The exercise: Format every line of the data below as a numbered list, skipping blank lines and leaving out the pictures.
_____
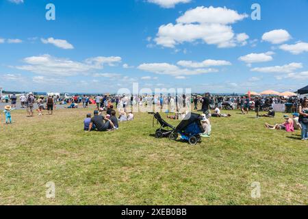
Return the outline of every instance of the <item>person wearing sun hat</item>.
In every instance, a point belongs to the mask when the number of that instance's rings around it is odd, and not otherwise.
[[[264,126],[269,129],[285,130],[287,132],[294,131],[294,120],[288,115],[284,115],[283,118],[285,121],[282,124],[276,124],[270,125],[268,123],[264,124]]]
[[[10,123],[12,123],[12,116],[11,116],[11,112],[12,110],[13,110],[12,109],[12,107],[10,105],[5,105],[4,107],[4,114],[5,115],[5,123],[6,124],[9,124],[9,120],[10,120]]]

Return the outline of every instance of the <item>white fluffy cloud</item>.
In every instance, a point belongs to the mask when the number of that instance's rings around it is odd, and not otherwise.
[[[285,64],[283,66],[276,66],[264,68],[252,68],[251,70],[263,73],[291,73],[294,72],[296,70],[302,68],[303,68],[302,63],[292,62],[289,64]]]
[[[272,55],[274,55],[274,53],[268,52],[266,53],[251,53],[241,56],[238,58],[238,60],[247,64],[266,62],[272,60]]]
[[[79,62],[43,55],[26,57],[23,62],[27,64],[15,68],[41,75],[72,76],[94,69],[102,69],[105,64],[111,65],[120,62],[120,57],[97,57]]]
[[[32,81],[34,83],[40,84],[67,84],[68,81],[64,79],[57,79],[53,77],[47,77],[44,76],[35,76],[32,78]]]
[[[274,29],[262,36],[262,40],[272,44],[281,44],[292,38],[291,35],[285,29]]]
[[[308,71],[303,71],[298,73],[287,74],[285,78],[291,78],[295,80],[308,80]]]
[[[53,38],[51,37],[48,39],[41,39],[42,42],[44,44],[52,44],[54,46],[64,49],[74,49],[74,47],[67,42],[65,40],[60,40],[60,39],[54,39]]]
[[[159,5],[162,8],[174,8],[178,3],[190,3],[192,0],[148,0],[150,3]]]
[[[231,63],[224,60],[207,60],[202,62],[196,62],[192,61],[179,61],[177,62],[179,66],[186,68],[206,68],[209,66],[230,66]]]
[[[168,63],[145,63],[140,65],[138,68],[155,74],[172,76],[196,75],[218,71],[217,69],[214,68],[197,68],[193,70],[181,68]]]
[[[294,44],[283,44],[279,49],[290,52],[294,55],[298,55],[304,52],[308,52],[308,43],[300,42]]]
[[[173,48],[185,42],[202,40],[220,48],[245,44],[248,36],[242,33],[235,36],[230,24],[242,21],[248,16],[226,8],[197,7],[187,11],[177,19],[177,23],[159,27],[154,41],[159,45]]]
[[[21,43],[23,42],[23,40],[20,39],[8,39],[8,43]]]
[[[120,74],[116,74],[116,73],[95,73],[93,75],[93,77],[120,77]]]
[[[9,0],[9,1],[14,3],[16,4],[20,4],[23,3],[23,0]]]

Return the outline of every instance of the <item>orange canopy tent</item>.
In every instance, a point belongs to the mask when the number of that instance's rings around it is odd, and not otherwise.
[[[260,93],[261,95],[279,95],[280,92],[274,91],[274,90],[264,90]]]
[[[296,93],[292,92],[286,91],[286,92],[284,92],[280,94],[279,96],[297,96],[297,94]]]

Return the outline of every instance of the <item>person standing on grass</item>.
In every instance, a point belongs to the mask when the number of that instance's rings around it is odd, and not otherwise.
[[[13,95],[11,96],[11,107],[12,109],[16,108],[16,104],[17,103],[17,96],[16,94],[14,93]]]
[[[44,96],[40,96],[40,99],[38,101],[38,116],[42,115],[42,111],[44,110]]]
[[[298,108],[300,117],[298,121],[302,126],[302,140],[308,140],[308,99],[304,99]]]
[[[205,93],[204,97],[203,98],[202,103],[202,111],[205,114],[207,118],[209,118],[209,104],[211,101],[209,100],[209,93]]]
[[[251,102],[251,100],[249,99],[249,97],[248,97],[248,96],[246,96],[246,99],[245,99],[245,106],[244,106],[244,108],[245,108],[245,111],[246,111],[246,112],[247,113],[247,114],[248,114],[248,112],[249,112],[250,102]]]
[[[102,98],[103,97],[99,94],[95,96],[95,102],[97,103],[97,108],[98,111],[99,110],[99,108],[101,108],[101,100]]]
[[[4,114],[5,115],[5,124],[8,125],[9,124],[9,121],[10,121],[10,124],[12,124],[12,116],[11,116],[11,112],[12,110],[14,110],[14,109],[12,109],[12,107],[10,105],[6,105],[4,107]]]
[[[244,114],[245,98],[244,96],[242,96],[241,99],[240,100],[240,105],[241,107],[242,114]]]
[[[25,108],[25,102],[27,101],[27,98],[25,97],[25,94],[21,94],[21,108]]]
_____
Exercise output:
1. Return the outline of every instance of the <item>person wearing sun hat</item>.
2. In every instance, a point belongs to the mask when the number of that instance's rings around it is odd, and not otherwise.
3. [[[264,126],[269,129],[285,130],[287,132],[294,131],[294,120],[288,115],[284,115],[283,118],[285,121],[282,124],[276,124],[270,125],[268,123],[264,124]]]
4. [[[10,123],[12,123],[12,116],[11,116],[11,112],[12,110],[13,110],[12,109],[12,107],[10,105],[5,105],[4,107],[4,114],[5,115],[5,123],[6,124],[9,124],[9,120],[10,120]]]
5. Return the outline of every instance of the <item>white fluffy cloud</item>.
6. In every instance, a point belongs to the mask when the number of that instance's rings around it is odd, and not otherwise.
7. [[[285,64],[283,66],[276,66],[264,68],[252,68],[251,70],[263,73],[291,73],[294,72],[296,70],[302,68],[303,68],[302,63],[292,62],[289,64]]]
8. [[[272,55],[274,55],[274,53],[268,52],[266,53],[251,53],[241,56],[238,58],[238,60],[247,64],[266,62],[272,60]]]
9. [[[79,62],[43,55],[26,57],[23,62],[27,64],[15,68],[41,75],[72,76],[94,69],[102,69],[105,64],[111,65],[120,62],[120,57],[97,57]]]
10. [[[32,81],[34,83],[40,84],[67,84],[68,81],[64,79],[57,79],[53,77],[47,77],[44,76],[35,76],[32,78]]]
11. [[[274,29],[262,36],[262,40],[272,44],[281,44],[292,38],[291,35],[285,29]]]
12. [[[308,71],[303,71],[298,73],[287,74],[285,78],[291,78],[295,80],[308,80]]]
13. [[[53,38],[51,37],[48,39],[41,39],[42,42],[44,44],[52,44],[54,46],[64,49],[74,49],[74,47],[67,42],[65,40],[60,40],[60,39],[54,39]]]
14. [[[159,5],[162,8],[174,8],[178,3],[190,3],[192,0],[148,0],[150,3]]]
15. [[[231,63],[224,60],[207,60],[202,62],[196,62],[192,61],[179,61],[177,62],[179,66],[186,68],[206,68],[209,66],[230,66]]]
16. [[[168,63],[145,63],[140,65],[138,68],[155,74],[172,76],[196,75],[218,71],[217,69],[214,68],[197,68],[193,70],[181,68]]]
17. [[[294,44],[283,44],[279,49],[290,52],[294,55],[298,55],[304,52],[308,52],[308,43],[300,42]]]
18. [[[173,48],[185,42],[202,40],[220,48],[245,44],[248,36],[242,33],[235,36],[230,24],[242,21],[248,16],[226,8],[197,7],[187,11],[177,19],[177,23],[159,27],[154,41],[159,45]]]
19. [[[21,43],[23,42],[23,40],[20,39],[8,39],[8,43]]]
20. [[[120,74],[116,74],[116,73],[95,73],[93,75],[93,77],[120,77]]]
21. [[[9,0],[9,1],[14,3],[16,4],[20,4],[23,3],[23,0]]]
22. Return the outline of every instance of the <item>orange canopy tent</item>.
23. In every instance, a point belongs to the mask when the number of that instance's rings around it is odd, and not otherwise.
24. [[[260,93],[261,95],[279,95],[280,92],[274,91],[274,90],[264,90]]]
25. [[[296,93],[292,92],[286,91],[286,92],[284,92],[280,94],[279,96],[297,96],[297,94]]]
26. Return the outline of every instance of the <item>person standing on grass</item>.
27. In every instance, a point belongs to the mask when the number of that instance's rings around it is odd, and not otherwise.
28. [[[13,95],[11,96],[11,107],[12,109],[16,108],[16,104],[17,103],[17,96],[16,94],[14,93]]]
29. [[[44,96],[40,96],[40,99],[38,101],[38,116],[42,115],[42,111],[44,110]]]
30. [[[298,108],[300,117],[298,121],[302,126],[302,140],[308,140],[308,99],[304,99]]]
31. [[[205,93],[204,97],[203,98],[202,103],[202,111],[205,114],[207,118],[209,118],[209,104],[211,101],[209,100],[209,93]]]
32. [[[251,102],[251,100],[249,99],[249,97],[248,97],[248,96],[246,96],[246,99],[245,99],[245,106],[244,106],[244,108],[245,108],[245,111],[246,111],[246,112],[247,113],[247,114],[248,114],[248,112],[249,112],[250,102]]]
33. [[[102,98],[103,97],[99,94],[95,96],[95,102],[97,103],[97,108],[98,111],[99,110],[99,108],[101,108],[101,100]]]
34. [[[4,114],[5,115],[5,124],[8,125],[9,124],[9,121],[10,121],[10,124],[12,124],[12,116],[11,116],[11,112],[12,110],[14,110],[14,109],[12,109],[12,107],[10,105],[6,105],[4,107]]]
35. [[[244,114],[245,98],[244,96],[242,96],[241,99],[240,100],[240,105],[241,107],[242,114]]]
36. [[[25,108],[25,102],[27,101],[27,98],[25,97],[25,94],[21,94],[21,108]]]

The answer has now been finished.